Data provided
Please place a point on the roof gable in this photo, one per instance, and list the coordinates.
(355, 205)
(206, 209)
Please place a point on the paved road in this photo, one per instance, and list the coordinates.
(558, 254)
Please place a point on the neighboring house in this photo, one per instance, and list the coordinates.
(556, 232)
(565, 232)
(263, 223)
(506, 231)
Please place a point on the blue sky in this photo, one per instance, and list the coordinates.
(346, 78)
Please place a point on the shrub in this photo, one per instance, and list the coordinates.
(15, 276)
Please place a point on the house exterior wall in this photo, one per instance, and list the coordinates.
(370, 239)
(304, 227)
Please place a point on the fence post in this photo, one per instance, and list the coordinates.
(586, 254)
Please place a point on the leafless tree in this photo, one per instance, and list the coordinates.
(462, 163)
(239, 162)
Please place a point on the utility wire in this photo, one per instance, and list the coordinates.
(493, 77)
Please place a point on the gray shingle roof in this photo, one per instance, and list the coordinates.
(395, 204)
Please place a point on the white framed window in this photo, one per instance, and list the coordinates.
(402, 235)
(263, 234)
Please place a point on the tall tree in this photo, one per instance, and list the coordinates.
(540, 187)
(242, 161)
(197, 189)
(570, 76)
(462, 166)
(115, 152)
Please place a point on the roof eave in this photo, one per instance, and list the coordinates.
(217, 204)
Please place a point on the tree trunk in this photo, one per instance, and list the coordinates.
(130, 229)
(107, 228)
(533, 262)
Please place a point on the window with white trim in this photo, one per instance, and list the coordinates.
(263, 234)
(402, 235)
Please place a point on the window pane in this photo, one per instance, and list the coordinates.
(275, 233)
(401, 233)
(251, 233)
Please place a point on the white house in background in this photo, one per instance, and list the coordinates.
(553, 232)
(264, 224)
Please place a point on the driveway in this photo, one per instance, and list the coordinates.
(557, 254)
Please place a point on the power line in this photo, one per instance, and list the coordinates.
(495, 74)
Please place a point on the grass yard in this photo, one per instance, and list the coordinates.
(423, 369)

Task objective
Exactly as they appear, restate all of the entries.

Result of the exercise
Please place a point on the roof gable in this photo, one per instance, and list the coordinates.
(355, 205)
(206, 209)
Please place a point on the paved road in this photo, one per instance, and list the coordinates.
(558, 254)
Please place a point on the neighboring house in this photo, one per instance, and list the coordinates.
(556, 232)
(565, 232)
(263, 223)
(506, 231)
Please place a point on the blue sky in this photo, one per instance, and list the coordinates.
(346, 78)
Please place a point on the shrub in this photo, one per instance, and list the coordinates.
(15, 276)
Please place a point on the house exterior wall in this photo, one per instance, and list the coordinates.
(370, 239)
(304, 227)
Please place a point on the fence post in this photo, one per instance, and list the coordinates.
(586, 254)
Please place a point on the leafless tree in this photo, one per instance, and list the coordinates.
(462, 163)
(239, 162)
Please place a point on the utility wire in this photo, one per instance, and list the coordinates.
(493, 77)
Please place a point on the gray shingle roof in this photo, one per instance, and list the coordinates.
(395, 204)
Please place a point on the white framed window in this photo, one per instance, and list the coordinates.
(402, 235)
(263, 234)
Please place a point on the tall tree in this photo, one per instance, and list the coordinates.
(540, 187)
(242, 161)
(197, 189)
(570, 76)
(462, 166)
(115, 152)
Please place a point on the roof eave in this photo, one per instance, and list the coordinates.
(217, 204)
Please place a point on the tree trunk in this photo, one per instance, and list the coordinates.
(130, 229)
(107, 228)
(533, 262)
Please place a point on the window with white trim in this photo, one per instance, and list the coordinates.
(263, 234)
(402, 235)
Please place a point on the window pane in this photo, one per instance, and list the coordinates.
(275, 233)
(401, 233)
(251, 233)
Please place a point on the white house in background in this photo, one per instance, and list the coordinates.
(553, 232)
(264, 224)
Please place a point on the driveway in this photo, one per instance, and list the coordinates.
(557, 254)
Please place a point on the power line in this photo, one per instance, and list the coordinates.
(495, 74)
Please place a point on the grass yard in this photo, one per instance, and list the coordinates.
(423, 369)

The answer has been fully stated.